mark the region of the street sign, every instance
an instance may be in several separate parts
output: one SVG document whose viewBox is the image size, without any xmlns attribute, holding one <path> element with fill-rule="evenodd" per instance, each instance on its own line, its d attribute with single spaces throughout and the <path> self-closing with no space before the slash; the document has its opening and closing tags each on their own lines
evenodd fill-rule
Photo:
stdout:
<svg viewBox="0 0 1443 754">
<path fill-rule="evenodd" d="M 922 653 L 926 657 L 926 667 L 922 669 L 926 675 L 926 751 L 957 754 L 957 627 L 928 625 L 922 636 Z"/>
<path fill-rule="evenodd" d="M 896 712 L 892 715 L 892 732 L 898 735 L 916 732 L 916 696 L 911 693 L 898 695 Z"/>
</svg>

+===+

Copy the material above, changing "street sign" to "traffic sign" wherever it appears and leaving everything else as it stands.

*Expected output*
mark the region of the traffic sign, every instance
an instance may be in several separate parts
output: one SVG document whose viewBox is the image size, without any xmlns attribute, holding one <path> element with fill-rule="evenodd" per instance, each instance on its own line, its d attribute with single spaces throughout and the <path> self-closing with no space before the slash; the document has its opening and closing tags each on their own lines
evenodd fill-rule
Photo:
stdout:
<svg viewBox="0 0 1443 754">
<path fill-rule="evenodd" d="M 922 653 L 926 657 L 926 667 L 922 669 L 926 675 L 926 751 L 957 754 L 957 627 L 928 625 L 922 636 Z"/>
<path fill-rule="evenodd" d="M 896 712 L 892 715 L 892 732 L 898 735 L 916 732 L 916 696 L 911 693 L 898 695 Z"/>
</svg>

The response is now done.